Write out the line that contains "QUERY: black tire", then every following line to the end of the records below, with no other lines and no changes.

(EXTRACTED MATERIAL)

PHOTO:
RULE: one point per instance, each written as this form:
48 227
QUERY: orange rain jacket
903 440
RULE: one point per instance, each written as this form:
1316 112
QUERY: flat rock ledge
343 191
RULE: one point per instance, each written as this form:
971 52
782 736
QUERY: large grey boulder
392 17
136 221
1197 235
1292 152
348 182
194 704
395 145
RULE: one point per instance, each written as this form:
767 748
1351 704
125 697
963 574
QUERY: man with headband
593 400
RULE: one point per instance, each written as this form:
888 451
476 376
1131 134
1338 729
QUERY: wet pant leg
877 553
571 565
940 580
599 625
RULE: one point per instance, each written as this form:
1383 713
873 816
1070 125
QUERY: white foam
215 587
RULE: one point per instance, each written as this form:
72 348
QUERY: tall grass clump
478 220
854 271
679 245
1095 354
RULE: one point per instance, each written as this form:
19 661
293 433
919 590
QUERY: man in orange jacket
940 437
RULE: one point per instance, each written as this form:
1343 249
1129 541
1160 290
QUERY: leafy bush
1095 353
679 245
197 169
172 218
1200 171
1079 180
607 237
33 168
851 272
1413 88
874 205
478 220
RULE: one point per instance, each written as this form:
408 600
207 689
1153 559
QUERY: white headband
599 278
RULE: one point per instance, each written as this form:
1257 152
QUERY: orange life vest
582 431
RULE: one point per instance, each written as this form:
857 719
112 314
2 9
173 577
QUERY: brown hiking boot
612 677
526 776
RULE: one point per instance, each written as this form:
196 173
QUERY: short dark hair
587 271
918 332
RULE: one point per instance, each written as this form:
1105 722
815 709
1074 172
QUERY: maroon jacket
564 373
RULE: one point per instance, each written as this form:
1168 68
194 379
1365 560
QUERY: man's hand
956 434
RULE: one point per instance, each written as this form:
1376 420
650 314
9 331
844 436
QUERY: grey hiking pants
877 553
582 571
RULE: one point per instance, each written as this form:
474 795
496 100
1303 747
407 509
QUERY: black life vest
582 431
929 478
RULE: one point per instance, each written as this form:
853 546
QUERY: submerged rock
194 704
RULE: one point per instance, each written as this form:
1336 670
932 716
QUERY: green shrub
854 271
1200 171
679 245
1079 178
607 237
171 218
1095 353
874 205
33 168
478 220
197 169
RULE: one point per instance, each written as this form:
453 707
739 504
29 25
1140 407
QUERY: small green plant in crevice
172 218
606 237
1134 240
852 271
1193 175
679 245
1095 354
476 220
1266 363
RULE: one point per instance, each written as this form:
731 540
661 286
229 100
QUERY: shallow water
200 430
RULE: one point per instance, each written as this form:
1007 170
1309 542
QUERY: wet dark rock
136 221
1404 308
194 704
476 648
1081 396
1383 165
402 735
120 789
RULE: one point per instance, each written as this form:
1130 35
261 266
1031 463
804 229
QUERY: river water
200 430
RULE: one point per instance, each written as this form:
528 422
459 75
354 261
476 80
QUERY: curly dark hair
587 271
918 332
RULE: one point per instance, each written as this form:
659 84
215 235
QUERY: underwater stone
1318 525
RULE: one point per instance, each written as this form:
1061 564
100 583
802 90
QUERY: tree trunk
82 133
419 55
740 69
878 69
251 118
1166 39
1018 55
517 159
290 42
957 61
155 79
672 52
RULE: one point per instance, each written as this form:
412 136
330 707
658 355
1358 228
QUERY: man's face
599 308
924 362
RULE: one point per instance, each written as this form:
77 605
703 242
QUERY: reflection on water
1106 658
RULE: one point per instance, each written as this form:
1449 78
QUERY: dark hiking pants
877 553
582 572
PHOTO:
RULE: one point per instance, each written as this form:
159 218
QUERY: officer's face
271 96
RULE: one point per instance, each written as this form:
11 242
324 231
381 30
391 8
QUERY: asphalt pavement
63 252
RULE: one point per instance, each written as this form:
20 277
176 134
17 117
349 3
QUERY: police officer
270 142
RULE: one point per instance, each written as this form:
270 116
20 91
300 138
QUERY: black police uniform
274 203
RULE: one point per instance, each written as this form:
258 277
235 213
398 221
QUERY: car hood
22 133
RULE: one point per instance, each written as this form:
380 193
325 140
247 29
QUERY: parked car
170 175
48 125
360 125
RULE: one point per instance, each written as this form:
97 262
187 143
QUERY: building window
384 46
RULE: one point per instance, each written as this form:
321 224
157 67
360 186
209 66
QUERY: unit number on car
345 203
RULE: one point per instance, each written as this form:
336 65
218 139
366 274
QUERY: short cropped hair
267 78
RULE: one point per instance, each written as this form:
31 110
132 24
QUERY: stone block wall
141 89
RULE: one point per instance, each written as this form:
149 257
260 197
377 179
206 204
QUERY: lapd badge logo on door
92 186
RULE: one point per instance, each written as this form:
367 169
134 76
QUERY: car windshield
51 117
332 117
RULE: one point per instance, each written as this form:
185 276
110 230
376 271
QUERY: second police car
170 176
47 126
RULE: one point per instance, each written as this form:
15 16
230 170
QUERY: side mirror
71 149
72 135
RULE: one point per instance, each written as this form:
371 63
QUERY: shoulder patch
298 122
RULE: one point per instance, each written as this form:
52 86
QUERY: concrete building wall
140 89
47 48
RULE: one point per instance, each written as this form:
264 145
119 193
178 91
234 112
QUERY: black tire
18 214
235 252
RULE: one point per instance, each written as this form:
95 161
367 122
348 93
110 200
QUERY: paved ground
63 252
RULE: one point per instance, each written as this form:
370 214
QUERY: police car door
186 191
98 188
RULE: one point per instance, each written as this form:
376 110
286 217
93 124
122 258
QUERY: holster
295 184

(End EXTRACTED MATERIAL)

_ANSWER BELOW_
QUERY: black tire
18 214
235 252
RULE: one point per instance, each written as this form:
95 161
367 122
348 93
110 200
QUERY: paved ground
63 252
RULE: one point per instance, each written as this form:
370 214
QUERY: police car door
186 191
98 188
RULE: one point per instance, each written as this form:
376 110
286 217
93 124
122 258
QUERY: holster
295 184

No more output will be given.